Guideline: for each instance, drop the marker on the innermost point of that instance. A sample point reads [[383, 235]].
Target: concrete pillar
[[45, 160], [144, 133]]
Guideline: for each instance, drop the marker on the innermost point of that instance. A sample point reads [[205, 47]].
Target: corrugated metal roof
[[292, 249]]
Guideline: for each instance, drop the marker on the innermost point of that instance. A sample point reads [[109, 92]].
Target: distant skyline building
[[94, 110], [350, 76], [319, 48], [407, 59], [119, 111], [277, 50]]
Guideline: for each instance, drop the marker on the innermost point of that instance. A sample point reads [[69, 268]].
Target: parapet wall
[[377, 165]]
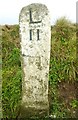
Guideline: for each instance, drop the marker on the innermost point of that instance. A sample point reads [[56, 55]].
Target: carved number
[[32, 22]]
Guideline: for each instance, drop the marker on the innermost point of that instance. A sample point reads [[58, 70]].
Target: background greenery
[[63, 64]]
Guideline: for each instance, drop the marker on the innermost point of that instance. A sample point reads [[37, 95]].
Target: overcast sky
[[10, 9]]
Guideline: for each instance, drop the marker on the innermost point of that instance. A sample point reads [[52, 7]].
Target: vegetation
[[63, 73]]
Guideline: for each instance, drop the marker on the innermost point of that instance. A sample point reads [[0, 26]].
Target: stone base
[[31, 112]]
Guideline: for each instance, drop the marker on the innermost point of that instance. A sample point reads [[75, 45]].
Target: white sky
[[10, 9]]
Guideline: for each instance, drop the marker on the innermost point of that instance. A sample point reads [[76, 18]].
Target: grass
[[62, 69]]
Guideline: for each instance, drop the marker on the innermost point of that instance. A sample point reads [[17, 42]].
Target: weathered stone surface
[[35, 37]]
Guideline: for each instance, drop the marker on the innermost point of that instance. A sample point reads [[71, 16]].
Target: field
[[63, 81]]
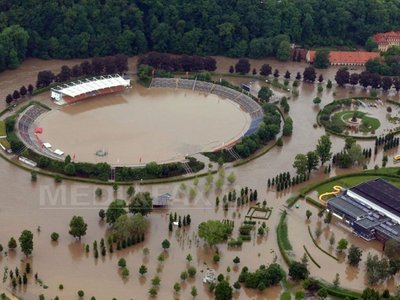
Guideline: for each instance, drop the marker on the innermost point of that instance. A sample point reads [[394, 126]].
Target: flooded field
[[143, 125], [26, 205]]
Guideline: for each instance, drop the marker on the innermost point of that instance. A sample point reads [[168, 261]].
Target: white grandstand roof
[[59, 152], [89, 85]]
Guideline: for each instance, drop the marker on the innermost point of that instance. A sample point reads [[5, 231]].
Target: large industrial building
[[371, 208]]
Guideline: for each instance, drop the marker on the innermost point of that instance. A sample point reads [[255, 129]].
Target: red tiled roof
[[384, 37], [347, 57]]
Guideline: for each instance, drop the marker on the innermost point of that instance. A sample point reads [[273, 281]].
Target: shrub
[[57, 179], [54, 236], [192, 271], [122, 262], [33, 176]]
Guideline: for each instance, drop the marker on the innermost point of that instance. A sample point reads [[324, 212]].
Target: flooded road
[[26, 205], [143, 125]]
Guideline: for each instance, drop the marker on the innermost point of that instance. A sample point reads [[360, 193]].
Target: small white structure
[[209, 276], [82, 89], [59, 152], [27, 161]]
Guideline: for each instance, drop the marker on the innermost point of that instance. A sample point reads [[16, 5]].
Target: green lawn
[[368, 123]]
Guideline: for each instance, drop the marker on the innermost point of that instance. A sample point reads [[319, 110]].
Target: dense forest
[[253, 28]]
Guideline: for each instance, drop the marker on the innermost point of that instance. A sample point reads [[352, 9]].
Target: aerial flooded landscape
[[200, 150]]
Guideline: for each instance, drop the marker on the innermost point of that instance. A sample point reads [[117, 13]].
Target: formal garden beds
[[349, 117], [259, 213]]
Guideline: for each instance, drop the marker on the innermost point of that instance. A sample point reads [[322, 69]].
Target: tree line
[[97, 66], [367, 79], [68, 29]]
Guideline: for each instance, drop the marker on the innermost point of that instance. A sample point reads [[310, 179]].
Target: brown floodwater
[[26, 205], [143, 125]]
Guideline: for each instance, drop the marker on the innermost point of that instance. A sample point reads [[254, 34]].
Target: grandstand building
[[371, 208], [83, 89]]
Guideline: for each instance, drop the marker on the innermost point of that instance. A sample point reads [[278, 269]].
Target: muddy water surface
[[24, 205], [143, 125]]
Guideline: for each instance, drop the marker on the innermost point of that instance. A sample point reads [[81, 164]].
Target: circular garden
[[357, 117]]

> _Exercise_
Copy all of the data above, substituting "central" for "innermost" wherever it occurs and keeping everything else the same. Leave the pictures out.

> _Response to this exercise_
Guideline: for each instance, drop the marker on the central point of that instance. A sample point reads [[383, 235]].
Target: concrete pillar
[[45, 160], [144, 133]]
Guideline: for each instance, drop the marker on the central point of that instance. A sample point reads [[205, 47]].
Target: corrugated metal roof
[[292, 249]]
Guideline: for each instance, drop the marker on the central point of that instance. A sample point reads [[109, 92]].
Target: distant skyline building
[[94, 110], [350, 76], [319, 48], [407, 59], [119, 111], [277, 50]]
Guideline: for each instance, drop the marker on the central point of that instance. A sample point reads [[69, 268]].
Target: parapet wall
[[377, 165]]
Guideline: for each instance, drop the marker on the central point of that instance. A sample point reads [[56, 55]].
Target: carved number
[[32, 22]]
Guideline: for each instance, drop the marker on the central point of that instance. A sample point reads [[58, 70]].
Target: background greenery
[[63, 64]]
Guideline: for each instance, drop the marker on the central point of that instance. A sample point reads [[37, 95]].
Target: overcast sky
[[10, 9]]
Guideline: for each instance, drop the marker on the central point of that instance. A sample point reads [[52, 7]].
Target: vegetation
[[63, 73]]
Guideline: for each instance, drop the marker on the central point of that instance. A sample point reads [[0, 26]].
Target: stone base
[[31, 112]]
Guideline: for each instance, drop the marker on the central point of that instance. A sample point reads [[75, 45]].
Target: white sky
[[10, 9]]
Guideline: for each instance, drop the marker on the central point of that instance. A sample point reads [[76, 18]].
Target: grass
[[62, 69]]
Guideline: for each instance, drop the marker on the central point of that instance. A sample point reads [[17, 42]].
Target: weathered stone surface
[[35, 37]]
Guideline: for each instance, drop the marker on the central point of that instance. A sample point reads [[71, 16]].
Target: field
[[63, 81]]
Guideline: for each instance, drop the marker on the central point of that instance. A sample point reads [[394, 126]].
Target: flooded field
[[143, 125], [26, 205]]
Guideline: for each instance, drop the marker on the central point of that instance. A sample point reads [[168, 261]].
Target: white grandstand roof
[[59, 152], [89, 85]]
Guideline: for each instance, drop the marker on the central point of that instance. A sample point reads [[5, 231]].
Target: large industrial building
[[371, 208]]
Guideline: for each instance, drop the marker on the central point of that instance. A sample point reads [[255, 129]].
Target: red tiled roof
[[384, 37], [347, 57]]
Guideline: for each instance, drop the marker on the central point of that instance. A sample point reads [[273, 281]].
Target: shrub
[[57, 179], [54, 236], [192, 271], [122, 262], [33, 176]]
Guideline: for each instance, drop the marker on the central point of that instance. A sample point reads [[324, 212]].
Target: flooded road
[[26, 205], [143, 125]]
Guideline: for each instance, drop the marker on the central point of that instance. A sample point reads [[360, 193]].
Target: small white structure
[[209, 276], [82, 89], [59, 152], [27, 161]]
Guideline: for each instance, drop the marker on the central point of that instance. A sample point reads [[16, 5]].
Target: green lawn
[[368, 123]]
Guideline: for each instance, drop the marker on the central point of that instance. A sample point reads [[319, 110]].
Target: dense forest
[[253, 28]]
Guideline: for each instance, drop the marker on the central point of that instance. A sample point reads [[352, 9]].
Target: aerial flooded landscape
[[200, 150]]
Guideline: for each instance, drop the marker on the central point of that instance. A sample point reads [[117, 13]].
Target: formal garden beds
[[349, 117], [259, 213]]
Guideline: for each instance, drop the marker on the central point of that instance. A sample point reads [[322, 69]].
Target: tree line
[[97, 66], [367, 79], [68, 29]]
Guideline: for each instance, drop the marker on the central point of that instance. A sample point reads [[310, 179]].
Target: brown floodwater
[[26, 205], [143, 125]]
Guideline: for each instance, drop the marker on the central point of that instance. A sample point reads [[254, 34]].
Target: grandstand building
[[371, 208], [83, 89]]
Guideline: for each instance, drop the marker on the central point of that instance. A sample point reads [[278, 269]].
Target: muddy water surface
[[24, 205], [143, 125]]
Guideline: for each instance, drop the marker on the central point of that instance. A sample point reads [[81, 164]].
Target: circular garden
[[357, 117]]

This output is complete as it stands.